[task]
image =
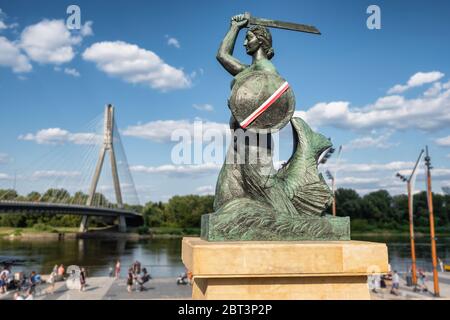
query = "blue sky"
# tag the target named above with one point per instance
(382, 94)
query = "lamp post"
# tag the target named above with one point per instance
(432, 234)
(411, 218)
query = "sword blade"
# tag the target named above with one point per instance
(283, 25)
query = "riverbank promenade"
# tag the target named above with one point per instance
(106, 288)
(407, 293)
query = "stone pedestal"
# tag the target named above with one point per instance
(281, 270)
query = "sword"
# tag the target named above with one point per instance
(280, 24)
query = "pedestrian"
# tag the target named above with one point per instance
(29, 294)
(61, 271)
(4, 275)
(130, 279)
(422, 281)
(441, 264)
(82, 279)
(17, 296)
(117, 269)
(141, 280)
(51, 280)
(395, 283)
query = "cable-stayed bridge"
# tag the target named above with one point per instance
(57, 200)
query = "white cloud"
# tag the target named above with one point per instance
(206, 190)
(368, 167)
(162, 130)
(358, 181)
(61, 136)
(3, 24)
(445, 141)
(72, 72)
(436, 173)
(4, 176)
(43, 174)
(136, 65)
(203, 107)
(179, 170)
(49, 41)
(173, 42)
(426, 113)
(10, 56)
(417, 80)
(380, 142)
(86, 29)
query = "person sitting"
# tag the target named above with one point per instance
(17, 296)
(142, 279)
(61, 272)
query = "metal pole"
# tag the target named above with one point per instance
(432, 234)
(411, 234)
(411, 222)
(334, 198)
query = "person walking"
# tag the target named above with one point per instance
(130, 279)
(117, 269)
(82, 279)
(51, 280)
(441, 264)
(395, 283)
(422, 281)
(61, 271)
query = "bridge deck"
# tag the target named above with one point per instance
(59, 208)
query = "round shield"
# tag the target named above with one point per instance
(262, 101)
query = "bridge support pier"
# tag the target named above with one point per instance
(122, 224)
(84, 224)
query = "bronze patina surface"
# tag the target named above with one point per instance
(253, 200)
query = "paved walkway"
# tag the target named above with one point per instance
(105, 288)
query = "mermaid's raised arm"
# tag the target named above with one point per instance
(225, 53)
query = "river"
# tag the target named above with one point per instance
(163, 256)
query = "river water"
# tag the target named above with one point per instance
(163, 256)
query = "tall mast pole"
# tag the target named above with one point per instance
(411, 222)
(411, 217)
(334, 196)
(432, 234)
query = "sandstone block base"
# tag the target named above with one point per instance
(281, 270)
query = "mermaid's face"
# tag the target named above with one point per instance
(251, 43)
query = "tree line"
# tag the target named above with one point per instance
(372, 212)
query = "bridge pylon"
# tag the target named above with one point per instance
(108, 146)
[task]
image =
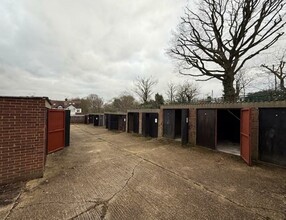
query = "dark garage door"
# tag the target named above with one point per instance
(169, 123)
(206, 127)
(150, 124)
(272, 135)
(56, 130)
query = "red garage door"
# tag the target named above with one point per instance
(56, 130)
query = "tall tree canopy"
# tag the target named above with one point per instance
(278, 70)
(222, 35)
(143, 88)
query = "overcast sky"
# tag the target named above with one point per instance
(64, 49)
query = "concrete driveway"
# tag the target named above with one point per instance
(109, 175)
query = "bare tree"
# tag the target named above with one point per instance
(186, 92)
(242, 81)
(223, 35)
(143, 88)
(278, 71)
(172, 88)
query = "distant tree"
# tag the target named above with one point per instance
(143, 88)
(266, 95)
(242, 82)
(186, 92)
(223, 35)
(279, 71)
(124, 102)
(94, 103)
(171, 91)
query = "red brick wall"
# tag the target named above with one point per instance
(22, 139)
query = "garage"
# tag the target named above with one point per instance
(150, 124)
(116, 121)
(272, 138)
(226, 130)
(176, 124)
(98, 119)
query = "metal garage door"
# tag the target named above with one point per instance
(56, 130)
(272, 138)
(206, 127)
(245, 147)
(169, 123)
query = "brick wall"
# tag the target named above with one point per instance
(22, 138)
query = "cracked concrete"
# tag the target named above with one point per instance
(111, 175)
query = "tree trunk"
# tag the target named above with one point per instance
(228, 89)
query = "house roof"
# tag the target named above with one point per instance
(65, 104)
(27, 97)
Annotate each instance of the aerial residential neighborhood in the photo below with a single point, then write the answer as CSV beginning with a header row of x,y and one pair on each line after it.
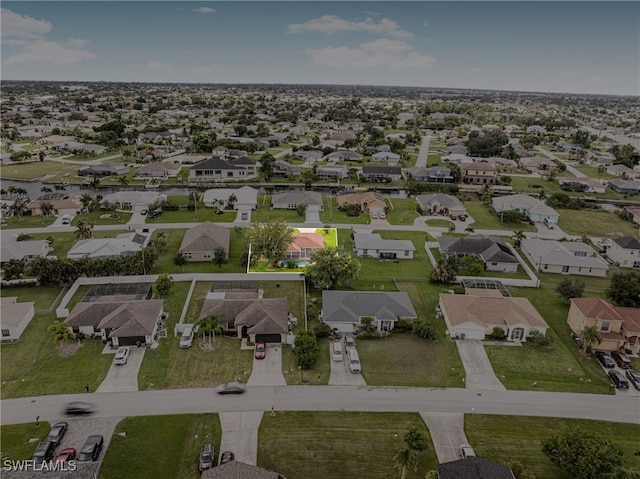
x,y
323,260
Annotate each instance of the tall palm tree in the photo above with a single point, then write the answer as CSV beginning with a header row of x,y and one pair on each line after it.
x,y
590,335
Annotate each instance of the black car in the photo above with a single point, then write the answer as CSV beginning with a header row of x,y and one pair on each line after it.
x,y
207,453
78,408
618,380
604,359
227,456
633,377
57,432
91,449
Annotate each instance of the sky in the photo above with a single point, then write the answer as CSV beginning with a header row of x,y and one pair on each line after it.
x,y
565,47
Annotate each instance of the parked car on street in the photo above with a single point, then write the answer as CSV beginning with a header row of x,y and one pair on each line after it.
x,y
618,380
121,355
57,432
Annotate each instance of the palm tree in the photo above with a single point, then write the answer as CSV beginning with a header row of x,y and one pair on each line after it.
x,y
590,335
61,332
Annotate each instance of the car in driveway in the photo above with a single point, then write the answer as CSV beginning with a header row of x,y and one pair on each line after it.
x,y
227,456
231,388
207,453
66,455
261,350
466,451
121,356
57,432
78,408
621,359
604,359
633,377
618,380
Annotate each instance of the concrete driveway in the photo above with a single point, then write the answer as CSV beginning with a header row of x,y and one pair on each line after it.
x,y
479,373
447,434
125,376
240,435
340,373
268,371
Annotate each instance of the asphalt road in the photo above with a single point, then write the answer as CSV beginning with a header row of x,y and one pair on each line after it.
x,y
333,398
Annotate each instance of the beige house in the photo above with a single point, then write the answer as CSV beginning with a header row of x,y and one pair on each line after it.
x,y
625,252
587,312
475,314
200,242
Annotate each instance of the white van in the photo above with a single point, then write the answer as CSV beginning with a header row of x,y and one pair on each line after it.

# # #

TASK TO CARRY OUT: Read through the listing and copy each line in which the word "garage" occurs.

RESULT OF THIS TASK:
query = "dark garage door"
query = "red garage door"
query = "garage"
query = "metal garage door"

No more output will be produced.